◆ **Instructions**
(A) Please reproduce the NOAA opportunity description word for word, beginning at the words "The position will" and stopping after "University of Florida.".
(B) Recast the paragraph of the NOAA opportunity description that opens "The position will involve" as a short bulleted list that keeps its main facts.
(C) Carry the NOAA opportunity description forward from its last sentence.

BEGIN Selected text

RAP opportunity at National Oceanic and Atmospheric Administration     NOAA

The Biology of Attack and Evasion: Understanding the Mechanisms of Behavioral Control in Natural Environments

Location

National Marine Fisheries Service, Southwest Fisheries Science Center

opportunity location
26.03.50.C0304 Santa Cruz, CA 95060

Advisers

name email phone

Description

      Determining how animals capture prey and avoid predators in complex natural environments is a central problem in the study of ecology and behavior (Gil and Hein 2017). A key requirement of these behaviors is that they be robust; the exact sequence of decisions required to escape a predator or capture prey will differ from one setting to another, yet an animal must generate a behavioral sequence uniquely suited to the situation at hand. How can behaviors that are learned or evolved in one context generalize to the enormous set of possible situations an animal might encounter (Hein et al.2018)? This project addresses this question using a combination of mathematical modeling and high-resolution, closed loop laboratory experiments using the prey attack and predator evasion behaviors of rainbow trout (Oncorhynchus mykiss) as a model. In particular, the project will explore how animals balance multiple competing objectives, and coordinate control across behavioral dimensions (e.g. speed, turning) to maintain performance across varying environmental conditions. This work has the potential to shed new light on the mechanisms that control these ecologically crucial behaviors (Gil et al. 2018).

       The position will involve working with project PIs to design experiments, conducting experiments, analyzing data, and working with PIs to write manuscripts to be submitted as peer-reviewed publications. The project is part of a larger collaboration between ecologists at NOAA and the University of California, Santa Cruz, and neuroscientists at the University of Florida.

END Selected text
BEGIN The data

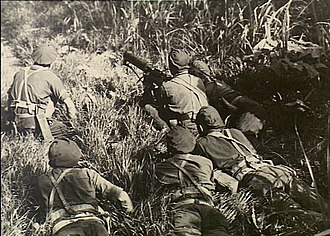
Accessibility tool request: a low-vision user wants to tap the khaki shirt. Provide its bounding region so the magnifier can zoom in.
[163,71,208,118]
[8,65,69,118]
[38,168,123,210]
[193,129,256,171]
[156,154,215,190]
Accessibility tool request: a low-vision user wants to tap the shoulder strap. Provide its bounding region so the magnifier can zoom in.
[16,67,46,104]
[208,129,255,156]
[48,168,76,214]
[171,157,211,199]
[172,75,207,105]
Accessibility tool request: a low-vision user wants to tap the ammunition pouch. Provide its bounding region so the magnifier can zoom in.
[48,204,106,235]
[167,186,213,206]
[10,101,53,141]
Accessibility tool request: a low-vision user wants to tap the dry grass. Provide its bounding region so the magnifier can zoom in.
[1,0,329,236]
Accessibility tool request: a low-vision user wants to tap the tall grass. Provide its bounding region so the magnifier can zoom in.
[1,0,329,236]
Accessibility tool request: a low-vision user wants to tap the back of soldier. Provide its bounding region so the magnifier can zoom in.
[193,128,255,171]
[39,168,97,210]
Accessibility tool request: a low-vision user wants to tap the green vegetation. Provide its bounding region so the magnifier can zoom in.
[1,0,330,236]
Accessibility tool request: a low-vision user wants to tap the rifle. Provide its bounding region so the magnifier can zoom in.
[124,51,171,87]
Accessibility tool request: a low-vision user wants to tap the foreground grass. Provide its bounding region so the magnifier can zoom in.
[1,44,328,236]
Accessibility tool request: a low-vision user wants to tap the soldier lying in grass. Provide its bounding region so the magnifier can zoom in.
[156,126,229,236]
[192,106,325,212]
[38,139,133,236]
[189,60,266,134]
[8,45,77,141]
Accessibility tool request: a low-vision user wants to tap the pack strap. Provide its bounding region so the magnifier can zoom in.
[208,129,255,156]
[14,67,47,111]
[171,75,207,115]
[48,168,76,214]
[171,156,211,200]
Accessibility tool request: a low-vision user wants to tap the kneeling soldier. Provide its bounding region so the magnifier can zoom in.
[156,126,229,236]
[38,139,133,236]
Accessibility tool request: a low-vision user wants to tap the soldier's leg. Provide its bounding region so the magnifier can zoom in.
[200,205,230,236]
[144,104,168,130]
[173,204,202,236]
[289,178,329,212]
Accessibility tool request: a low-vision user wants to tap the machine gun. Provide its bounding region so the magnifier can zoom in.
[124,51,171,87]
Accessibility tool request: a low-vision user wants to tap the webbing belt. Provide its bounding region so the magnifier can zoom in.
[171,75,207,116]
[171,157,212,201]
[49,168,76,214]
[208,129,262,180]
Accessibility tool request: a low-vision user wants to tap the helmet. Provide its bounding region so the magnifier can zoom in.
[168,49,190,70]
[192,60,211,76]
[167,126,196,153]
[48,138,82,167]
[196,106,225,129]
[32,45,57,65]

END The data

◆ **Written responses**
(A)
The position will involve working with project PIs to design experiments, conducting experiments, analyzing data, and working with PIs to write manuscripts to be submitted as peer-reviewed publications. The project is part of a larger collaboration between ecologists at NOAA and the University of California, Santa Cruz, and neuroscientists at the University of Florida.

(B)
- Work with project PIs to design experiments
- Conduct experiments
- Analyze data
- Work with PIs to write manuscripts for peer-reviewed publication
- The project is part of a larger collaboration between ecologists at NOAA and the University of California, Santa Cruz, and neuroscientists at the University of Florida

(C)
     To carry out this work, we seek a postdoctoral fellow with experience in one or more of the following areas: behavioral experiments, neuroethology, computer vision, behavioral data analysis, ecological interactions. The ideal fellow would have an established publication record in animal behavior, ecology, evolution, or neuroscience. Experience programming in Matlab, R, Python, or C++ is also desirable.

 

References:

Hein, AM, MA Gil, CR Twomey, ID Couzin, SA Levin. 2018. Conserved behavioral circuits govern high-speed decision making in wild fish shoals. Proceedings of the National Academy of Sciences, USA115:12224-12228.

Gil, M A and A M Hein. 2017. Social interactions among grazing reef fish drive material flux in a coral reef ecosystem. Proceedings of the National Academy of Sciences, USA. 114:4703-4708.

Gil, M A, A M Hein, O Spiegel, M Baskett, and A Sih. 2018. Social information can link individual behavior to ecological dynamics. Trends Ecol. Evol.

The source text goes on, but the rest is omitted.